----- Excerpted records
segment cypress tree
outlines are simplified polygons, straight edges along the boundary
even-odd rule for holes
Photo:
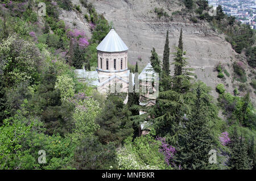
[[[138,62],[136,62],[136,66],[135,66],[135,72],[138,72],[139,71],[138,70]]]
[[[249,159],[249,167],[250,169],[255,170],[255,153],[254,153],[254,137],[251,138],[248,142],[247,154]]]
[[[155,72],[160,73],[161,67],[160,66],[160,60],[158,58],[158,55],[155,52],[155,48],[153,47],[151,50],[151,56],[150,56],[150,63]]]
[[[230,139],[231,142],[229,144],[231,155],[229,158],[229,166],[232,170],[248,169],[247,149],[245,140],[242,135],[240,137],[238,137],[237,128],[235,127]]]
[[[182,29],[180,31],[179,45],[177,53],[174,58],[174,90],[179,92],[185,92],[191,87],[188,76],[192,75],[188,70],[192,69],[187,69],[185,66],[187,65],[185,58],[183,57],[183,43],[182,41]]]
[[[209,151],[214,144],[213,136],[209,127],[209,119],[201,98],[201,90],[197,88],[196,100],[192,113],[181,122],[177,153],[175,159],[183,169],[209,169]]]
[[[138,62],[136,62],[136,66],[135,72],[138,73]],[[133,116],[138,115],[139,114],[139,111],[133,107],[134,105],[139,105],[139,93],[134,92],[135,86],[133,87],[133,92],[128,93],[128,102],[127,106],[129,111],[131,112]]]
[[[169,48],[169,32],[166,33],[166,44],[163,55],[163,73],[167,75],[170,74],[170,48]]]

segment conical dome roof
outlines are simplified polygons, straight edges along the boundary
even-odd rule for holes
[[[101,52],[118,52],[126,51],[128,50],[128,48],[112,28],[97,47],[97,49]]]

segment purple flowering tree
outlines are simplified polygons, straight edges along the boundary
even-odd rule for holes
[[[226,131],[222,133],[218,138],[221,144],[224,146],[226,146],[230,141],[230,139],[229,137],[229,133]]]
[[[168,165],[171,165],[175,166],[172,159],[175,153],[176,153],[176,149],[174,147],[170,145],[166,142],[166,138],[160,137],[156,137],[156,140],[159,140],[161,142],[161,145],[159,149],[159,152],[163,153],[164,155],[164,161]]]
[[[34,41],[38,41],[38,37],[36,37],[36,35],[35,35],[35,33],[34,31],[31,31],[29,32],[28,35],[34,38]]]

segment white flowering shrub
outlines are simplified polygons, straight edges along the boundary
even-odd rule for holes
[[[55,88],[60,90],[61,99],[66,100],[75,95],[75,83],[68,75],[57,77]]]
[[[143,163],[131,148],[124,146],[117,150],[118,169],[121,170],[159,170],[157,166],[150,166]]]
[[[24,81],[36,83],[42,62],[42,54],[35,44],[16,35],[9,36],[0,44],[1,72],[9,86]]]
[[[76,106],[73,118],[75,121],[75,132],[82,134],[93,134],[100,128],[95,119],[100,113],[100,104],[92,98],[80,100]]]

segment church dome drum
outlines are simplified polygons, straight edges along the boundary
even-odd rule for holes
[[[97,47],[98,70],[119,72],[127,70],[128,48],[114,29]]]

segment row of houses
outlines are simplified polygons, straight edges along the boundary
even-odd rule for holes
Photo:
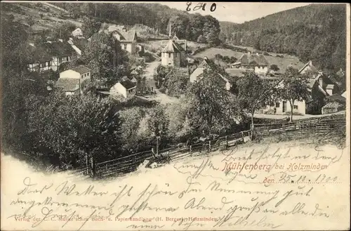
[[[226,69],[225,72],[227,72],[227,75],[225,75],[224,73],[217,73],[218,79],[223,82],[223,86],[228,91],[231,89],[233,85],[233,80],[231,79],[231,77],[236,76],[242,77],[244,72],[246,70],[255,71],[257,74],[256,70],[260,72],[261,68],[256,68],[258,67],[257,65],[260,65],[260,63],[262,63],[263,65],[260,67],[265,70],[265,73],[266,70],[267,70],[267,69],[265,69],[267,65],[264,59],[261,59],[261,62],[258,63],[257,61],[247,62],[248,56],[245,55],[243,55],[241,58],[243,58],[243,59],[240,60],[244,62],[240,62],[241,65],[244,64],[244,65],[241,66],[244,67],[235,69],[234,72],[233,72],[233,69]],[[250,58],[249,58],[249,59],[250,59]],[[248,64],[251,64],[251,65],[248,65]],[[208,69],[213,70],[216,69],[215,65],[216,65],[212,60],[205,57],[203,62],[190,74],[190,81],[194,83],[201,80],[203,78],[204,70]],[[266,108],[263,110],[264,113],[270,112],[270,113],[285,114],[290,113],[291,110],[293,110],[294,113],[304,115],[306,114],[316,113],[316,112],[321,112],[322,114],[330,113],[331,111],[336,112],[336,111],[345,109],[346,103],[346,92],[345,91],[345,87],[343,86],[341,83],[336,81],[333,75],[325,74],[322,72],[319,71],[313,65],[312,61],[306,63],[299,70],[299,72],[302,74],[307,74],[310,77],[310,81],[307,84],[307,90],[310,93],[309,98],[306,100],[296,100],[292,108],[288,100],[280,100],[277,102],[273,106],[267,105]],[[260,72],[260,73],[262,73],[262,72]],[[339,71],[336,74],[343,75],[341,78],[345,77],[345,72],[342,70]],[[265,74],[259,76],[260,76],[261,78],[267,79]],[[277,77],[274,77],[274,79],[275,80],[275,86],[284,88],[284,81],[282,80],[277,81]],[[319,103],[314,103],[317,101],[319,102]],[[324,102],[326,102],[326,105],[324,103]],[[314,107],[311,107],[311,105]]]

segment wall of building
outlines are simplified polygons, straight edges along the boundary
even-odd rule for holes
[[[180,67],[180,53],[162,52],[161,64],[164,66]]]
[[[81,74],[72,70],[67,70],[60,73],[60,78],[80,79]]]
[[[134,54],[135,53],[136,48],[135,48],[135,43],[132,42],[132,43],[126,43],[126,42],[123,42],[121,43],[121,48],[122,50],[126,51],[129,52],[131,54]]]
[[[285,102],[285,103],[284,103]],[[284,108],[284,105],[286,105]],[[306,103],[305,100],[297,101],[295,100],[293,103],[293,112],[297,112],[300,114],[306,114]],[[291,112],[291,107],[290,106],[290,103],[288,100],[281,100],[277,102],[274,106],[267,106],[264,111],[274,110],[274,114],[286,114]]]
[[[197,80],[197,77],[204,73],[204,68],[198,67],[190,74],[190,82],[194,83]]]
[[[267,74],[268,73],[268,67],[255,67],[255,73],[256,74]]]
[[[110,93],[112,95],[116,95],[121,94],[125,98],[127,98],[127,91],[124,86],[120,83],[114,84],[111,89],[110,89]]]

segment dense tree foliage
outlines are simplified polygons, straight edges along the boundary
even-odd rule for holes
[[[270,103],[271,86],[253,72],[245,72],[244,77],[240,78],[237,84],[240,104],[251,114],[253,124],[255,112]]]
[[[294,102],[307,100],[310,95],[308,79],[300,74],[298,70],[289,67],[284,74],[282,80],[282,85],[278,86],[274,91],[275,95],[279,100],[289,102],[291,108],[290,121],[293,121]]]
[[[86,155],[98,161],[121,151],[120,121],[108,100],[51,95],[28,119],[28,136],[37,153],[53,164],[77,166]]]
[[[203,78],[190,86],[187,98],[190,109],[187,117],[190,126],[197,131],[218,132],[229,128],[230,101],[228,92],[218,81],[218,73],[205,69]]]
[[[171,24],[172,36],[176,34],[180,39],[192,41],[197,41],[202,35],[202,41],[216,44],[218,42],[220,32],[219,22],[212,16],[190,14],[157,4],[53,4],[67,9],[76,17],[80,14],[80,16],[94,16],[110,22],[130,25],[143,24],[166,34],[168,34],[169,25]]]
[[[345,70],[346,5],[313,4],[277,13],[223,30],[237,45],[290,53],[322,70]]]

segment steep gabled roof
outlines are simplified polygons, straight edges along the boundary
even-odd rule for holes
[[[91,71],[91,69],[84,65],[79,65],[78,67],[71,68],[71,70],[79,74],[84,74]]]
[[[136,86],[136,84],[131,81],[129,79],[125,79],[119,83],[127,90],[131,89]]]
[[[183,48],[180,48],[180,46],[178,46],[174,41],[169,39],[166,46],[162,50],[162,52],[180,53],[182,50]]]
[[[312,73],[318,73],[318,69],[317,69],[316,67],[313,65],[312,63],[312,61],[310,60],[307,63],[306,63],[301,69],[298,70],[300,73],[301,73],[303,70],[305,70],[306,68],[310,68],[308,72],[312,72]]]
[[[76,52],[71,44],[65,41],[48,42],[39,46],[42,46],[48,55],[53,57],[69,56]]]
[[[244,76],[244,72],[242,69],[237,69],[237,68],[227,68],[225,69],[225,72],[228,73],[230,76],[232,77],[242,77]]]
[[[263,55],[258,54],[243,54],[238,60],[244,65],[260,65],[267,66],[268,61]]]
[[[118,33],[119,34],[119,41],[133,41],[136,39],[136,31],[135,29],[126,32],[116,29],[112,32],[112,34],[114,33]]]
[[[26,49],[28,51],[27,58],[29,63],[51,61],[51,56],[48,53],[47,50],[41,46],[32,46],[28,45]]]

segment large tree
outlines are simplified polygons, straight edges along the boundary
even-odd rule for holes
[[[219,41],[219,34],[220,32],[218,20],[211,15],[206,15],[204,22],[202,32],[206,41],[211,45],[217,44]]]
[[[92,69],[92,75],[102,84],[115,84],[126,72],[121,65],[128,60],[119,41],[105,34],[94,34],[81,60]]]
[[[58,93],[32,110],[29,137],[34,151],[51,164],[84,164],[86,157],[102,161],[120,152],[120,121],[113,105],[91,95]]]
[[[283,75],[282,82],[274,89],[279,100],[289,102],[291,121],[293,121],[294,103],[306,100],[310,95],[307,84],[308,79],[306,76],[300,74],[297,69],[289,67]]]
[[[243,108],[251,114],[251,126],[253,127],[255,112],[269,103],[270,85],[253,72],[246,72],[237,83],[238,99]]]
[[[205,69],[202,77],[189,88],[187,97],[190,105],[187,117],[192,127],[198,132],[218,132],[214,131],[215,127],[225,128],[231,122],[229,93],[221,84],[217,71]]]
----------
----- Excerpted records
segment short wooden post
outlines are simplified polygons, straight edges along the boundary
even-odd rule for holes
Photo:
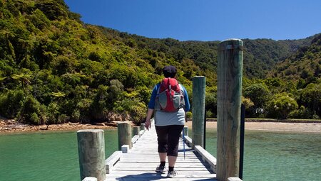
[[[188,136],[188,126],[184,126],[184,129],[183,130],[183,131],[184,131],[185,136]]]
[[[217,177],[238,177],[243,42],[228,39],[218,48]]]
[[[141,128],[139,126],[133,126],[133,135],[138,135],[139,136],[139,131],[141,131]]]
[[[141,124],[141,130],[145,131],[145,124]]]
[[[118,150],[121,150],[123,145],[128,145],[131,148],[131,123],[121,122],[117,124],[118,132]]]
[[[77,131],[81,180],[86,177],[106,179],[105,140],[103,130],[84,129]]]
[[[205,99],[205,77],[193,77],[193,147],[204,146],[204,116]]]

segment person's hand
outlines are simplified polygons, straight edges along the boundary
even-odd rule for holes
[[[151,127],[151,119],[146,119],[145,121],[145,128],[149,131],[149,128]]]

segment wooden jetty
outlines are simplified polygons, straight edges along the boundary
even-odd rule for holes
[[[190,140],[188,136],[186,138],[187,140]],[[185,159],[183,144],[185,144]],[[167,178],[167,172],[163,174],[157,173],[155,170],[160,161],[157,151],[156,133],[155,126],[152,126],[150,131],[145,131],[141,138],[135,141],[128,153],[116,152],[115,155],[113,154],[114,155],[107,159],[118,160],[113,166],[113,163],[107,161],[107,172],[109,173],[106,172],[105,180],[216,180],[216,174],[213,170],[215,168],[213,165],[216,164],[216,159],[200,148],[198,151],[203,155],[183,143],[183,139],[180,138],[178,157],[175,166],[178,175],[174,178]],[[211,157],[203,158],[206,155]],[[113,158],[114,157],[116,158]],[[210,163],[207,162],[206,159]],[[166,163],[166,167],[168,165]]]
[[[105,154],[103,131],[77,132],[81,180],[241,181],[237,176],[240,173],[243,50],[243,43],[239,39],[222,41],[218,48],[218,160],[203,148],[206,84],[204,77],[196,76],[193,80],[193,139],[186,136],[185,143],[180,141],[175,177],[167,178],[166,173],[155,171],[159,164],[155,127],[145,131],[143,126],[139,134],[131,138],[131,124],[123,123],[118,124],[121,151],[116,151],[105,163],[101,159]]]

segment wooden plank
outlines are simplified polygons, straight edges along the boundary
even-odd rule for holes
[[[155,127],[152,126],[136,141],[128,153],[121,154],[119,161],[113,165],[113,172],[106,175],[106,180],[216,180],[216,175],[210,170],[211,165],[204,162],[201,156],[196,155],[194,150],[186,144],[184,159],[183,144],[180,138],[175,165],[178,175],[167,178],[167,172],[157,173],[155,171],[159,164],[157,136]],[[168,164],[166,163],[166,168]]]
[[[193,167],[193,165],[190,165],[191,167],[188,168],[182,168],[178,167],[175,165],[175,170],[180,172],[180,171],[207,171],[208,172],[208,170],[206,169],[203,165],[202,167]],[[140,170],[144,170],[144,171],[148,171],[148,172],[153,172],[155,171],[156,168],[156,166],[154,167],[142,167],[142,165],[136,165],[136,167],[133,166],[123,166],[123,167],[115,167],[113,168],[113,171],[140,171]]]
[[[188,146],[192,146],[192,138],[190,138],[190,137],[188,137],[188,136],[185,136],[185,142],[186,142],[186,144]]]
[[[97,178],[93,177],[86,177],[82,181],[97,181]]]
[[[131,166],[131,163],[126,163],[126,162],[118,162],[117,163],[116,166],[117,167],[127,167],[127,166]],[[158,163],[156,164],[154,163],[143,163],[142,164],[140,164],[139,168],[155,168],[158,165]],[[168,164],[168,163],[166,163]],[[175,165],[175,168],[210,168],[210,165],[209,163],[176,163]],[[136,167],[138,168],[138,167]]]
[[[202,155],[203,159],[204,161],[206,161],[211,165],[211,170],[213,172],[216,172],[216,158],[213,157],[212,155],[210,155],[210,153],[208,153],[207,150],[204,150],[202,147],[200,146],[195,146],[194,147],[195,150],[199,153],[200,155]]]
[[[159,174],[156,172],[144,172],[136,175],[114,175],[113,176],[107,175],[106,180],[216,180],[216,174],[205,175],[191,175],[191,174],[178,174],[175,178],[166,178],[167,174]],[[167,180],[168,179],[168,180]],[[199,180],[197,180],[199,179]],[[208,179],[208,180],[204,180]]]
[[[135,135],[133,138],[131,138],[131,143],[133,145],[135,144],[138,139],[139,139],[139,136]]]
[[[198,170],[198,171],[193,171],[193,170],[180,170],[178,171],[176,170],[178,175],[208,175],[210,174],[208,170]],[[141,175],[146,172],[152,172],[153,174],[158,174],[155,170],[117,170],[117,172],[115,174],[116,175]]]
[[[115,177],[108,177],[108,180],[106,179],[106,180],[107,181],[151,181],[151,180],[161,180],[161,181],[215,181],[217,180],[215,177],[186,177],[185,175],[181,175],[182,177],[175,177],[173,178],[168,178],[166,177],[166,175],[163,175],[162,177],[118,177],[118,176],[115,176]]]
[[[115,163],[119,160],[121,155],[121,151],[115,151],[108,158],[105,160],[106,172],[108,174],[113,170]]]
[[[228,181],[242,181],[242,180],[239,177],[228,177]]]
----------
----- Excerpted records
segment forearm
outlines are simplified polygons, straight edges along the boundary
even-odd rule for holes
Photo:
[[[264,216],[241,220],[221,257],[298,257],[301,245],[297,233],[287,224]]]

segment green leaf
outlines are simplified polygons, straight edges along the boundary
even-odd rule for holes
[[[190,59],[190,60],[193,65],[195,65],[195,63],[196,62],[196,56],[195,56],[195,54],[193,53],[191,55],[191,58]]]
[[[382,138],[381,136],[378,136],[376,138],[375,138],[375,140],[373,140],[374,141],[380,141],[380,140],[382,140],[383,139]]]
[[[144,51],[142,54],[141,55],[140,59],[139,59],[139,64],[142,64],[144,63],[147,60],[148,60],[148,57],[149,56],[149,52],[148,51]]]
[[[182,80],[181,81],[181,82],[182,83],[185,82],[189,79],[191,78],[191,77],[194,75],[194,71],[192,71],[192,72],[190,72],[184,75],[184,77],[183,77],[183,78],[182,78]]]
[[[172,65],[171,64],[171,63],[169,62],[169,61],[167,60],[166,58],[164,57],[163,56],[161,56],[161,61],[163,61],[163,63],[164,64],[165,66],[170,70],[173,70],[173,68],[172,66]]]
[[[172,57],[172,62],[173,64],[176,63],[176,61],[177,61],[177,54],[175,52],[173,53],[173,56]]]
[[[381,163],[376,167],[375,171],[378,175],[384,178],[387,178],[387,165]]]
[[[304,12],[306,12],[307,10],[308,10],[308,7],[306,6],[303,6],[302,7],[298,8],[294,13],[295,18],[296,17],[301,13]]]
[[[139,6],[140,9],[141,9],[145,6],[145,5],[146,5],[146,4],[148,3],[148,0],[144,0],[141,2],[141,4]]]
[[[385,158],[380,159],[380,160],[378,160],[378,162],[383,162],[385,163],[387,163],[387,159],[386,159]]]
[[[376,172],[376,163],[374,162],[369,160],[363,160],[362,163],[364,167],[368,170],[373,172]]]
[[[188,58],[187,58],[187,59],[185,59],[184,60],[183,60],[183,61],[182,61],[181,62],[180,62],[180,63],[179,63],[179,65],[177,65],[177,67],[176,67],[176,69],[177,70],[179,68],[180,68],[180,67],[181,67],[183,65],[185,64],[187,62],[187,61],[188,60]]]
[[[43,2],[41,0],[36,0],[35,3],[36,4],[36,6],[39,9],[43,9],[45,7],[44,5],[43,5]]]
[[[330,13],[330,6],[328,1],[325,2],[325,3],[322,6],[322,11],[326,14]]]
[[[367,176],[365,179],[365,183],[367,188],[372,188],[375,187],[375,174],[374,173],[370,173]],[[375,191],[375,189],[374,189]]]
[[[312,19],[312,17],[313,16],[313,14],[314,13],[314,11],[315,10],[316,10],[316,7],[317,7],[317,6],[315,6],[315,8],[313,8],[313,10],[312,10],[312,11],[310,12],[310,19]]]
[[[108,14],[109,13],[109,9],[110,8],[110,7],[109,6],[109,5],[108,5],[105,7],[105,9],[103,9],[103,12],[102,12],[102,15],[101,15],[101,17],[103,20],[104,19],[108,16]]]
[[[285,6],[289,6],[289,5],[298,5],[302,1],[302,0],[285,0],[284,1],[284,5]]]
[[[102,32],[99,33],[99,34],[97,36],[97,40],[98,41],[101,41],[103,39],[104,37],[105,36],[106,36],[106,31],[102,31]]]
----------
■ Work to do ■
Pick out every line in the rows above that contains the word "flowering", and copy each one in full.

■ Response ■
segment purple flowering tree
segment white flowering shrub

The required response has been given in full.